» REQUIREMENT:
Could you repeat the lines below, substituting "a single pin per item" for every "one pin each" and leaving everything else unchanged?

» Entries from a data source:
------------------------
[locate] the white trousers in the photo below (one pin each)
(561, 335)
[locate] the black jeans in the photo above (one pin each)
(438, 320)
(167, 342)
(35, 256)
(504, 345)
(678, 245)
------------------------
» PROBLEM SOLUTION:
[locate] the white trousers in the photo below (a single pin per item)
(561, 335)
[locate] the black jeans in the photo above (a single pin per item)
(438, 320)
(167, 342)
(35, 256)
(504, 345)
(678, 245)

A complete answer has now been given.